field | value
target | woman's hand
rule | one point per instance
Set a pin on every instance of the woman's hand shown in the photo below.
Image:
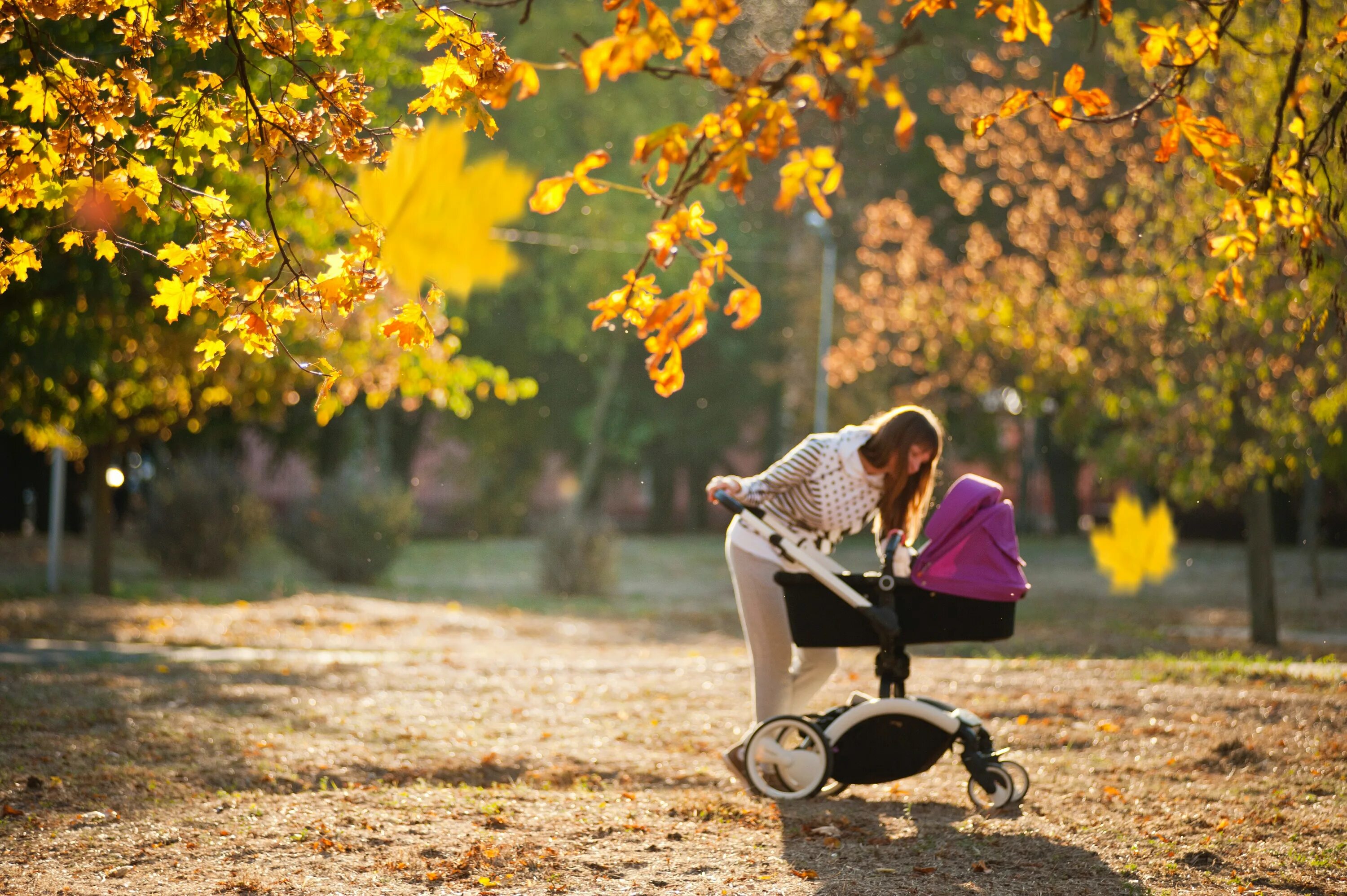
(728, 483)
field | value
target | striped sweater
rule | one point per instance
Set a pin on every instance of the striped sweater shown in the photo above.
(821, 488)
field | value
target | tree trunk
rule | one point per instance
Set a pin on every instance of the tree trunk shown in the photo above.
(698, 475)
(100, 523)
(1311, 509)
(406, 437)
(589, 492)
(1259, 545)
(1063, 476)
(663, 483)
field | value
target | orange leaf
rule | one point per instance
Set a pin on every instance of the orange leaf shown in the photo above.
(906, 127)
(748, 303)
(550, 194)
(1062, 108)
(929, 7)
(1015, 103)
(1074, 80)
(592, 161)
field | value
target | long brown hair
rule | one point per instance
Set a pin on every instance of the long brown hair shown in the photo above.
(906, 498)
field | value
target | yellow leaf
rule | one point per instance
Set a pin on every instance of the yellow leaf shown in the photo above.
(212, 351)
(438, 213)
(747, 302)
(550, 194)
(1136, 548)
(103, 247)
(410, 326)
(176, 297)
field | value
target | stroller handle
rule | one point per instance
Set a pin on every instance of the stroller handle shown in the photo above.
(733, 505)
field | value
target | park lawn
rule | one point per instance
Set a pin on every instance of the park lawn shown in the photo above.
(445, 744)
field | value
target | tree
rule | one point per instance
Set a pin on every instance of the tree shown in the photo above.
(275, 101)
(96, 369)
(1090, 289)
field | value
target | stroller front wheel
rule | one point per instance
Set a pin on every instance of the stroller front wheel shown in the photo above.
(1000, 795)
(787, 758)
(833, 789)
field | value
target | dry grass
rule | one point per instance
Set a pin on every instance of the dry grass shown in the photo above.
(473, 751)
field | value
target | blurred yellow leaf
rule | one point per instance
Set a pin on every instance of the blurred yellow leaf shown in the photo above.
(104, 248)
(1137, 546)
(437, 212)
(410, 326)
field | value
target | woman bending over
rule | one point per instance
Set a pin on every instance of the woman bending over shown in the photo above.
(832, 484)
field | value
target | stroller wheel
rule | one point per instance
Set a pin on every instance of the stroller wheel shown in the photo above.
(833, 789)
(787, 758)
(996, 798)
(1019, 779)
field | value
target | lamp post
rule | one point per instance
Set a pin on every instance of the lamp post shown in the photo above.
(829, 281)
(56, 518)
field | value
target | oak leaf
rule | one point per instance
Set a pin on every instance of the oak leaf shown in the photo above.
(437, 213)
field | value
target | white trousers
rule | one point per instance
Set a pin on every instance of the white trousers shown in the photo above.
(784, 677)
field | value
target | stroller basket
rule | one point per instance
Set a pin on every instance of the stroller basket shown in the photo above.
(822, 619)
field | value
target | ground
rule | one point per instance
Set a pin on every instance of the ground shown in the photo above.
(480, 738)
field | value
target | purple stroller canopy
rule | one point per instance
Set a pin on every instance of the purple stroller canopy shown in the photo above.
(973, 550)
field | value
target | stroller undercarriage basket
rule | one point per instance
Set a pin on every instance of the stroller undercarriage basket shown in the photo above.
(822, 619)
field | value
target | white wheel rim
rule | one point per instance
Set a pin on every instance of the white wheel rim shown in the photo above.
(802, 769)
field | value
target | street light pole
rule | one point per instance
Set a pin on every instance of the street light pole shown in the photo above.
(56, 518)
(829, 282)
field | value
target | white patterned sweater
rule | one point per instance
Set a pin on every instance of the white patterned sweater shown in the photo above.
(821, 488)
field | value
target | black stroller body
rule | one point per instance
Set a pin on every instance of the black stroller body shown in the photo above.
(880, 739)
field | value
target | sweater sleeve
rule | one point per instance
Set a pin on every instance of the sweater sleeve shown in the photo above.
(786, 474)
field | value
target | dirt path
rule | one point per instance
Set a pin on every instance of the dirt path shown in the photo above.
(469, 752)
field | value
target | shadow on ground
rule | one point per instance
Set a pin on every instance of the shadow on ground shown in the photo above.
(934, 849)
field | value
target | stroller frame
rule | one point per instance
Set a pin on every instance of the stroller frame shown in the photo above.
(868, 740)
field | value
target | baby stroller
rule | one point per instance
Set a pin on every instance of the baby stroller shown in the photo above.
(964, 587)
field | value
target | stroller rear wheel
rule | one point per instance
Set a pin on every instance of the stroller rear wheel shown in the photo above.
(787, 758)
(1001, 795)
(1019, 778)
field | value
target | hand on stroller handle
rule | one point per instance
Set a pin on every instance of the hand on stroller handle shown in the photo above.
(733, 505)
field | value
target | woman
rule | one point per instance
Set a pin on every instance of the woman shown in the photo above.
(832, 484)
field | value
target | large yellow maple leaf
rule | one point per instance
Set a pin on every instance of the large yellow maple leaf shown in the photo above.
(437, 213)
(1137, 546)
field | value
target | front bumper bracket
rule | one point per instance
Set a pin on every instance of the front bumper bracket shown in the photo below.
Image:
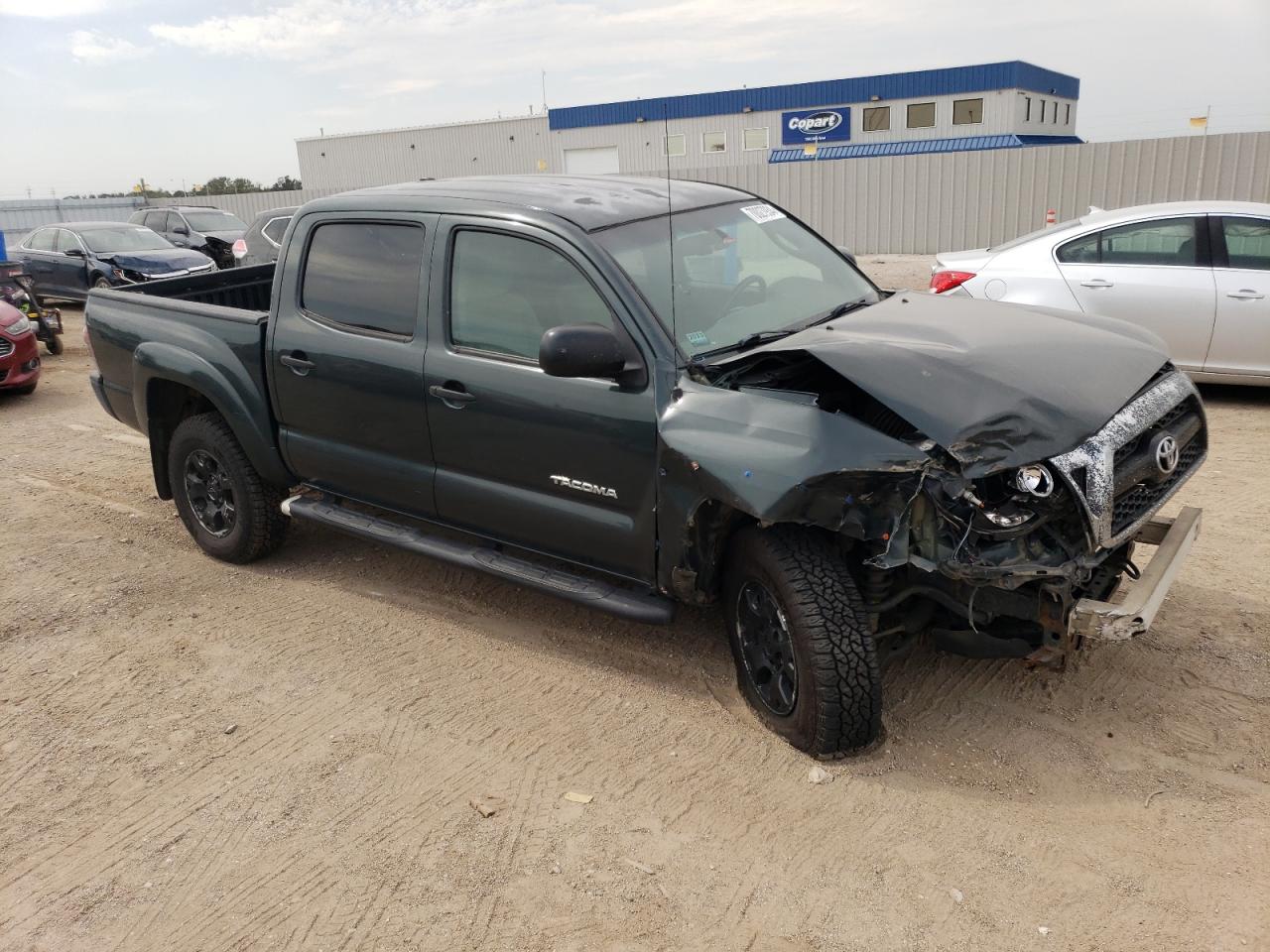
(1123, 620)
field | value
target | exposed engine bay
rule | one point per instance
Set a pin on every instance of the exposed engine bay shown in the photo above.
(971, 538)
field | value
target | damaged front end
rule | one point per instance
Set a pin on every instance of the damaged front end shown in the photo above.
(949, 524)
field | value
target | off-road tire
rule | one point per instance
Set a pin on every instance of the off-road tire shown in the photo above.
(837, 707)
(259, 527)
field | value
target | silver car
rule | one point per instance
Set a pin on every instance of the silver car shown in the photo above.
(1196, 273)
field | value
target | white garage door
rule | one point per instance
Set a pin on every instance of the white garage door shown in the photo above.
(590, 162)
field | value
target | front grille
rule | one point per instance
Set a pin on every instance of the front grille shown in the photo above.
(1144, 498)
(1114, 472)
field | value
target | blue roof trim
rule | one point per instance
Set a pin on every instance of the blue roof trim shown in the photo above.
(894, 85)
(921, 146)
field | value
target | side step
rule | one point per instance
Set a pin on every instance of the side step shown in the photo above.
(594, 593)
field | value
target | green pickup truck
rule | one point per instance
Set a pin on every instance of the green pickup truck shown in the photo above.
(631, 394)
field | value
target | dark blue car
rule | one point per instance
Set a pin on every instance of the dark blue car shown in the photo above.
(70, 258)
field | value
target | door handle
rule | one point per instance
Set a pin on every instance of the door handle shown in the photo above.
(451, 394)
(298, 362)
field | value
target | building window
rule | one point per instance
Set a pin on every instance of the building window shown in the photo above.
(754, 140)
(966, 112)
(878, 118)
(921, 116)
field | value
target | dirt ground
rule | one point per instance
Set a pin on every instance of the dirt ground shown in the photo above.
(284, 756)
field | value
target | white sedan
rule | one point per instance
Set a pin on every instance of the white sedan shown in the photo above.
(1196, 273)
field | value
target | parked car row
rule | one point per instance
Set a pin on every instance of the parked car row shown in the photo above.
(1194, 273)
(67, 259)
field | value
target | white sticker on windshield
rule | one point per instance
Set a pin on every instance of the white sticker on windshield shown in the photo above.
(762, 213)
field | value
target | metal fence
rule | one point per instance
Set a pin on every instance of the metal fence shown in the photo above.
(928, 203)
(901, 204)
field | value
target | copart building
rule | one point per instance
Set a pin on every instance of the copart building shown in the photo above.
(964, 108)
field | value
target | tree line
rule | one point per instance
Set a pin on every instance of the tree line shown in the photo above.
(218, 185)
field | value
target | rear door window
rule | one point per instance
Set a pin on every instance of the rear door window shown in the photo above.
(365, 276)
(1247, 243)
(44, 240)
(506, 293)
(276, 229)
(1160, 243)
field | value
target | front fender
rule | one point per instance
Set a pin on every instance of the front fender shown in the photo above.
(231, 391)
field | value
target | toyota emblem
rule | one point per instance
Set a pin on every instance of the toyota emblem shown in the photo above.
(1166, 454)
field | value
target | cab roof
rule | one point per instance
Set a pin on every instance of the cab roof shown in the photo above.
(589, 202)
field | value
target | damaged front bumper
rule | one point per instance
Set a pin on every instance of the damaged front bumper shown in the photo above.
(1130, 616)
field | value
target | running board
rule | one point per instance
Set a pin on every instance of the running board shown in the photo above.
(593, 593)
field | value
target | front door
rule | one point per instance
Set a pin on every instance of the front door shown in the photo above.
(1155, 273)
(557, 465)
(1241, 339)
(345, 357)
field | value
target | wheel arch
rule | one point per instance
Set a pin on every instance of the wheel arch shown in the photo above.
(171, 385)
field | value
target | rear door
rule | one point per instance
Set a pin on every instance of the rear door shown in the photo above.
(1155, 273)
(1241, 267)
(39, 253)
(345, 354)
(563, 466)
(70, 267)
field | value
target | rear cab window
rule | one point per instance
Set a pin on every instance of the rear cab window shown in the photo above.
(363, 276)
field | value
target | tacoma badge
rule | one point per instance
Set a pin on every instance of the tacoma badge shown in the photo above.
(584, 486)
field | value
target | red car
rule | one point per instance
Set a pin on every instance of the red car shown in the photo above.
(19, 359)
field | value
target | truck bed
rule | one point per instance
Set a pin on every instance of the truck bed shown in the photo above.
(244, 289)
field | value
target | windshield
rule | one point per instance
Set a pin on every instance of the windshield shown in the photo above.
(213, 221)
(739, 270)
(126, 238)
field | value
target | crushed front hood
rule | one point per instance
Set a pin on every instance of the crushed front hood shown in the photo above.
(158, 262)
(996, 385)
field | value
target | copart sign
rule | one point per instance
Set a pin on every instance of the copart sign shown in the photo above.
(816, 126)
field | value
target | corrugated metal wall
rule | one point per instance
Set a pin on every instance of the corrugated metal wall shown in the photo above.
(18, 217)
(928, 203)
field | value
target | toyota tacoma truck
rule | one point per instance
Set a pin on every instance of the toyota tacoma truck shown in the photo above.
(634, 393)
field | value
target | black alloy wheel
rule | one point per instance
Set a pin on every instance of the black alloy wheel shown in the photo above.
(209, 493)
(766, 648)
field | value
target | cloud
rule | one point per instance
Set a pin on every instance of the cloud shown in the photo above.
(294, 32)
(51, 9)
(95, 49)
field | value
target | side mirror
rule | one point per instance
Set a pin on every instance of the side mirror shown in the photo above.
(580, 350)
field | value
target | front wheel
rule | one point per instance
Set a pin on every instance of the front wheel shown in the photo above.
(231, 513)
(801, 639)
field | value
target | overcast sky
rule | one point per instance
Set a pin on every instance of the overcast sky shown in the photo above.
(102, 93)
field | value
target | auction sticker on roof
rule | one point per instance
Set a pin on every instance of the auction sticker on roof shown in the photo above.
(762, 213)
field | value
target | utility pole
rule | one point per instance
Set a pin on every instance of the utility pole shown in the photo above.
(1203, 149)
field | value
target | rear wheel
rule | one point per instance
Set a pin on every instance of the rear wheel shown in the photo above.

——————————

_YOUR INSTRUCTIONS_
Gather every line of the records above that contains the word "lawn" and copy each one. Case counts.

_REPLY TO THE EXERCISE_
target | park lawn
Set a pin on every instance of the park lawn shown in the photo above.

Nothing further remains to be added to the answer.